▸ 抜粋本文
:::::
ベルギー人シェフに聞く、自然や食材を尊重する文化を表す日本食の魅力

(ベルギー、日本)

ブリュッセル発

2023年12月15日

「世界最高の野菜レストラン」を毎年発表している食団体「We're Smart World」(本部ブリュッセル)が、女性シェフ支援を目的として2023年に新設した「世界最優秀女性ベジタブルシェフ賞」に日本人女性シェフを選出した。受賞したのは、新潟県南魚沼市にある宿泊施設「里山十帖」のレストラン「早苗饗(さなぶり)」の桑木野恵子シェフで、10月24日にブリュッセルで授賞式が開かれた(プレスリリース外部サイトへ、新しいウィンドウで開きます)。主催団体の設立者でベルギー人シェフのフランク・フォル氏に、活動目的や日本の食文化や日本人シェフの印象などを聞いた(2023年12月1日)。

「We’re Smart World」は、青果類の消費促進と栄養バランスの取れた食生活を推奨することを目的に1989年に設立。消費者や政策立案者、食品企業などへの啓発や助言、世界各地のレストランを評価付けしたオンライン・ガイドブックの発行、今回表彰のあった「We’re Smart Awards」の開催を通じたレストランやシェフの紹介に取り組んでいる。ベジタリアン(菜食主義)の推進ではないが、肉や魚介類よりも野菜を優先して取り入れるというスタイルだという。
:::::
▸ 提供資料

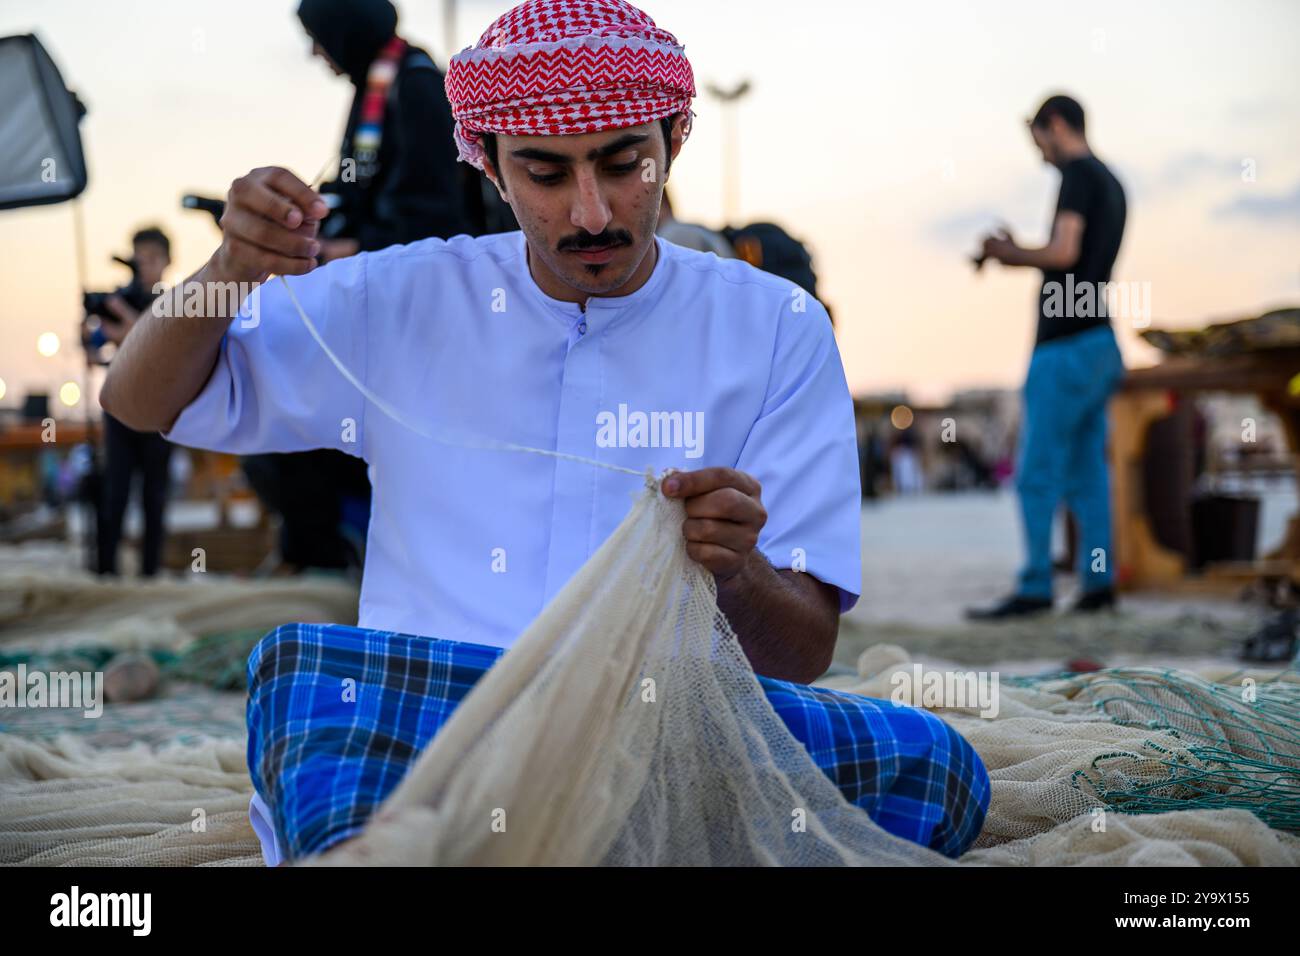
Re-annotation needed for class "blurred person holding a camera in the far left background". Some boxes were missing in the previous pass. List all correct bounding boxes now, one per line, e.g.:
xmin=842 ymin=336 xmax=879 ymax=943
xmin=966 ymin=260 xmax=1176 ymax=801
xmin=82 ymin=228 xmax=172 ymax=578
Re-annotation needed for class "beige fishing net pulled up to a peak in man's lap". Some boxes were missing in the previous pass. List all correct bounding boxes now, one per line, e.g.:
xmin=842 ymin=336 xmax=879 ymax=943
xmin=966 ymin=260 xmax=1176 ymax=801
xmin=313 ymin=486 xmax=944 ymax=865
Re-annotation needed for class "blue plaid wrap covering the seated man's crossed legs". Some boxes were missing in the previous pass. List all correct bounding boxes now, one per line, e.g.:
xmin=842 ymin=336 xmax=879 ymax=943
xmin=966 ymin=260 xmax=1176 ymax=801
xmin=248 ymin=624 xmax=989 ymax=860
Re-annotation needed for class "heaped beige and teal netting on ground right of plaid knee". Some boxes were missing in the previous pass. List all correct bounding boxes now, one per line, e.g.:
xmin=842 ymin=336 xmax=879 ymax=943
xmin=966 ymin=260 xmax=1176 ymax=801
:::::
▸ 担当課題
ベルギー人シェフへの取材記事を、最後の文の後から書き継いでください。 上記の項目を参照する必要はありません。

▸ 解答欄
フォル氏自身は、ベルギー国内外のレストランで修行後、1989年にベルギー・ルーバンのミシュラン星付きレストラン「サイア・ピノック」のオーナーシェフに就任。「青果類は様々な調理法が可能で、創造力をかき立てられる」と、野菜や果物を料理の主役にとらえはじめた。その後、健康や持続可能性に対する関心も深め、「We’re Smart World」を設立し、青果類を豊富に使ったバランスの良い食事を推奨するコンサルタントとしての活動を開始した。2005年に「サイア・ピノック」を売却し、現在はコンサルタント活動に専念している。

オンライン・ガイドブック「We're Smart Green Guide外部サイトへ、新しいウィンドウで開きます」には現在、日本のレストランが49店掲載されている。フォル氏は日本を定期的に訪れており、「特に地方で素材をうまく生かすシェフに出会う」と評価する。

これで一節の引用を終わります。